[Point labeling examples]
— START —
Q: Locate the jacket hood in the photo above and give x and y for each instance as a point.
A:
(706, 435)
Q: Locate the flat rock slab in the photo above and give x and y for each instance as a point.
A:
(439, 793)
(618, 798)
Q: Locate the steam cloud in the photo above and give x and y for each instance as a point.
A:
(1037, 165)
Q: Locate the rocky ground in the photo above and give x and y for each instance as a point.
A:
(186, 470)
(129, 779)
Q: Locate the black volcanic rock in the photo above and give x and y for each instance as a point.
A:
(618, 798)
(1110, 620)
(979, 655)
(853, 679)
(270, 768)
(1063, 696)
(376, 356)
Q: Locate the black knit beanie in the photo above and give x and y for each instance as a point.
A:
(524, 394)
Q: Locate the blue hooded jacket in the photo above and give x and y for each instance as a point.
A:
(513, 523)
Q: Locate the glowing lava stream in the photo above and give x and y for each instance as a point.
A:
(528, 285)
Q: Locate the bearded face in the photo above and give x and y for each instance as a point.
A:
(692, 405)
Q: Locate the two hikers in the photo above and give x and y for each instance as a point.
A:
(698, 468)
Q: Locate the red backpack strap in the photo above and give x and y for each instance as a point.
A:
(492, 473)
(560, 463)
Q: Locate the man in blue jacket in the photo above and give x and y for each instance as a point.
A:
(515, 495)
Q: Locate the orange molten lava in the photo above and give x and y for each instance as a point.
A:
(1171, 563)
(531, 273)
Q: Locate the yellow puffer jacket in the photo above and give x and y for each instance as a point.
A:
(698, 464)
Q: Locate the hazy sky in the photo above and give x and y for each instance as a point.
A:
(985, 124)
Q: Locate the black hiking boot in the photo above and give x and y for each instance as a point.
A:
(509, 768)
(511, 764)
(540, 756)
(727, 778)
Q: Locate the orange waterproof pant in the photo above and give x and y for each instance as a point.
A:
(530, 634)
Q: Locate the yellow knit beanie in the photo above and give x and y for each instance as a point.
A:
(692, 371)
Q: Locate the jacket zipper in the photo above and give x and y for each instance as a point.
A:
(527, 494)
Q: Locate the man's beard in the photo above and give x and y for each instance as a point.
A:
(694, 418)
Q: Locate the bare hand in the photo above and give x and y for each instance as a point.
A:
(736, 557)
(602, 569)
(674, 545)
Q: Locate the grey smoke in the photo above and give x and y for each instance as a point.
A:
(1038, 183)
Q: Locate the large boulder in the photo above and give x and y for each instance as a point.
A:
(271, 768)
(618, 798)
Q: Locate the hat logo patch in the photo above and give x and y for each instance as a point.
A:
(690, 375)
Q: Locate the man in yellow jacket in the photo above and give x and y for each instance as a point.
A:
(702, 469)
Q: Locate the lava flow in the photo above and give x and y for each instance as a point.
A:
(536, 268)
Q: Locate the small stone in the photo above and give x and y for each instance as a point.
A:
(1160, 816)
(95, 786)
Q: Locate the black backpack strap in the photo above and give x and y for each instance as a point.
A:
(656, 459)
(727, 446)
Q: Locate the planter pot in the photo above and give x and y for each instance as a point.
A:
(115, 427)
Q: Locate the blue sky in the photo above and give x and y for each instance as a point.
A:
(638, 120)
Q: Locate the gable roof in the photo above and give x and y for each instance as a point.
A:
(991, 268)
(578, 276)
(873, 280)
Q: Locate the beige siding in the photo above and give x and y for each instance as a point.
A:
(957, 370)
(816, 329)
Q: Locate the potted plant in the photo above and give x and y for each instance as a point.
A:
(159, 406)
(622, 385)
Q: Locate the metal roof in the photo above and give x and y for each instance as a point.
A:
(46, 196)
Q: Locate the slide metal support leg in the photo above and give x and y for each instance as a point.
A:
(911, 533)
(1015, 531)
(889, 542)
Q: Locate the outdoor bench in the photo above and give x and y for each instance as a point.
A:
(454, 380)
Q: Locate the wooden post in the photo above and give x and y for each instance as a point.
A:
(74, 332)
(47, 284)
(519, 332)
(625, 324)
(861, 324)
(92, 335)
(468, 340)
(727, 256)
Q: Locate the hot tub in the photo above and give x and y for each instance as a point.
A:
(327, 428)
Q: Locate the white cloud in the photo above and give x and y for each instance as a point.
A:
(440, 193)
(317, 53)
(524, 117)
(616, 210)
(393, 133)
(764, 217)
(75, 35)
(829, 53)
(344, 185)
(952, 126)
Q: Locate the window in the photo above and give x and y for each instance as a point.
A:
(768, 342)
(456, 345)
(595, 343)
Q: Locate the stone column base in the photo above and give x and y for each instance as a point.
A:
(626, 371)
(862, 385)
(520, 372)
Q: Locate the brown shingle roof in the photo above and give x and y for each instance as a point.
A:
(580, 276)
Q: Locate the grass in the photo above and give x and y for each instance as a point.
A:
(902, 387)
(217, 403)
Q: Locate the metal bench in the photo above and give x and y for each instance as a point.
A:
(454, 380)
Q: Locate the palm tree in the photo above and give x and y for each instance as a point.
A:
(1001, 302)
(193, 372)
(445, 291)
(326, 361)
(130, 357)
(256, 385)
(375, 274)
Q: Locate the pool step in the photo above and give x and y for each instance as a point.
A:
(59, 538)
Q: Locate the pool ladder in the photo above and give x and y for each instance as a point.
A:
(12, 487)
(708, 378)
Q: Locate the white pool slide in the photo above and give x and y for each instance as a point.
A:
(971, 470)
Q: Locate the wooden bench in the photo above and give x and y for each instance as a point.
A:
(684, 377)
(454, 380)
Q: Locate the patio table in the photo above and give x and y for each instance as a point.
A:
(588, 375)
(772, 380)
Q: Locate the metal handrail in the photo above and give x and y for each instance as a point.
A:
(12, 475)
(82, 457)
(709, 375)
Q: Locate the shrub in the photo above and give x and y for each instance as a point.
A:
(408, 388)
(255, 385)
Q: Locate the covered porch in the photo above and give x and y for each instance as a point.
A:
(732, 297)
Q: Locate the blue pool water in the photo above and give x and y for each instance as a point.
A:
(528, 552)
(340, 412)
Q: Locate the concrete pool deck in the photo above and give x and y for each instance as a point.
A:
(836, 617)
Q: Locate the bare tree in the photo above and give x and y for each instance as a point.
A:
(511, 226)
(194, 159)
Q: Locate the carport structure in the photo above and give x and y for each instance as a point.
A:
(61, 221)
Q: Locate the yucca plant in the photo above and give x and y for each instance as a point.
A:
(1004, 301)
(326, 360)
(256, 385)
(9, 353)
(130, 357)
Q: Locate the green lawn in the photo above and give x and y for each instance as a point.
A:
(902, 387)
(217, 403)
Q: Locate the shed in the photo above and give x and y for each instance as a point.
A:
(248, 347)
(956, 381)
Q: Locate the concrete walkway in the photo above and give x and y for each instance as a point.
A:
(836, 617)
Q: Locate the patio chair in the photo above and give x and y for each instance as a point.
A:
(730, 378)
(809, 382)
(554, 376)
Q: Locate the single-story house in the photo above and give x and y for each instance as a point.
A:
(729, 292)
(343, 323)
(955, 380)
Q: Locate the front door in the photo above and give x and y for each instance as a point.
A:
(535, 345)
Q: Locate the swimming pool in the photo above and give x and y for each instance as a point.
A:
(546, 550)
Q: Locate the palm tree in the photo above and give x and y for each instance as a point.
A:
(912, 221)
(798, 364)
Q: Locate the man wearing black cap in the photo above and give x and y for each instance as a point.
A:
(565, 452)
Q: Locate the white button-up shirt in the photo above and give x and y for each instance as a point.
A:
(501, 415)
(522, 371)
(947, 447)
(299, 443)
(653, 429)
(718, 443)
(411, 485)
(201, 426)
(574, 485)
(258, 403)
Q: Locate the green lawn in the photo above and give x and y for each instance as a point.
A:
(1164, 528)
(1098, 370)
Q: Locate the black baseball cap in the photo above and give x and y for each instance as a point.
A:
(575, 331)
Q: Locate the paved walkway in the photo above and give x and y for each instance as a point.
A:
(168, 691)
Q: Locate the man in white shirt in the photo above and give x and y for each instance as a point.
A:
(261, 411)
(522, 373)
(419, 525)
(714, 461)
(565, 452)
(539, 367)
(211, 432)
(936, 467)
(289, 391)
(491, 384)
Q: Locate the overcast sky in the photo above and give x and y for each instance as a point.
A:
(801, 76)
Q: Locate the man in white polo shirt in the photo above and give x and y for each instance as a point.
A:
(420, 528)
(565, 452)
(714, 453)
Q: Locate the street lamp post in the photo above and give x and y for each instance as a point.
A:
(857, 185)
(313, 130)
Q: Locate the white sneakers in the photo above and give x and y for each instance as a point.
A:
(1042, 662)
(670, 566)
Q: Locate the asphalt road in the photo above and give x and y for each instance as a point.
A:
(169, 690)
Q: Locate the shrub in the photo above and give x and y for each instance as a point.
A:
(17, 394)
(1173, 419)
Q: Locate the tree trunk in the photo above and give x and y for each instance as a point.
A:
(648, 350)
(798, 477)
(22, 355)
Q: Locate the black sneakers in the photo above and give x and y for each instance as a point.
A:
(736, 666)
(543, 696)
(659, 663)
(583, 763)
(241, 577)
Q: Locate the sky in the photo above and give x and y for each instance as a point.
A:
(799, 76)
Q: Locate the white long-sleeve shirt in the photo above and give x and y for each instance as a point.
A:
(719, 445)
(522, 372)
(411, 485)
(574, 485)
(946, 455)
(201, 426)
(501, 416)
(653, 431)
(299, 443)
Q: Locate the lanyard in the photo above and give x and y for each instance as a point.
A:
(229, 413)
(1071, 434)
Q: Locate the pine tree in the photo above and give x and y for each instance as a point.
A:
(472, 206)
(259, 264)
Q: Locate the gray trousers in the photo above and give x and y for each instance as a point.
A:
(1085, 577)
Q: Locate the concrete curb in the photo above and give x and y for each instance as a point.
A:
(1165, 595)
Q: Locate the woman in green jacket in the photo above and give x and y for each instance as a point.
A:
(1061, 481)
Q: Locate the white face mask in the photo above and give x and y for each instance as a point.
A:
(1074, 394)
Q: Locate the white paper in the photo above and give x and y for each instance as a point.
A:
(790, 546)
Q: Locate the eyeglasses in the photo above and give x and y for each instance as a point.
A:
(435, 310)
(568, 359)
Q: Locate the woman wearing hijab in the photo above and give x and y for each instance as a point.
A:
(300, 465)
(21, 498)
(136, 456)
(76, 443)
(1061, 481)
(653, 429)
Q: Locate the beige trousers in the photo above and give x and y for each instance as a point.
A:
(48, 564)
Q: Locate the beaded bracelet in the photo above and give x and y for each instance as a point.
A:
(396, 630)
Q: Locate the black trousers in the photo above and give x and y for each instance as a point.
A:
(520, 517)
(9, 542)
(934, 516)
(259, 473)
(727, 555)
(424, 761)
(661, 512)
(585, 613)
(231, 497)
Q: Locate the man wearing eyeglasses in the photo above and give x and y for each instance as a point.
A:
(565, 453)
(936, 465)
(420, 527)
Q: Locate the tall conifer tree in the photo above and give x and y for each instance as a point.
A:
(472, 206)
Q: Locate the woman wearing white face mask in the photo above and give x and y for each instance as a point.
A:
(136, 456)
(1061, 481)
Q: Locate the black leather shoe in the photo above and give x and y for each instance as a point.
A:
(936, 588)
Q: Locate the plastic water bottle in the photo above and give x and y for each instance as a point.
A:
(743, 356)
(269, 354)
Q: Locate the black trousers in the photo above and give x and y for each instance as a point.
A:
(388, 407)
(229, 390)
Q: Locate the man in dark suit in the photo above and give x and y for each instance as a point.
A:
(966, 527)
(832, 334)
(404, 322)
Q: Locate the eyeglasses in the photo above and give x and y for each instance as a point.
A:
— END —
Word for word, quote the lines from the line containing "Q: Locate the tall" through the end of the material, both included, and nothing else.

Q: Locate the tall conifer tree in the photo above and give x and y for each instance as a point.
A:
(472, 206)
Q: Locate the woman wearing white face mask in the photo above and give x and y for each instance as a point.
A:
(136, 456)
(1061, 481)
Q: Locate the black leather shoe in the photo above and give x and y for each instance as a point.
A:
(936, 588)
Q: Locate the plastic water bottle in the photo above and give x and y for each instance as a point.
A:
(743, 356)
(269, 354)
Q: Locate the black trousers in the photo above and give x and y for each instance as a point.
A:
(388, 407)
(229, 390)
Q: Locate the man in dark suit in the photo above and give x and y for each instance as a point.
A:
(966, 527)
(832, 334)
(404, 322)
Q: Locate the eyeglasses in the photo above and give x and y for each instance as a point.
A:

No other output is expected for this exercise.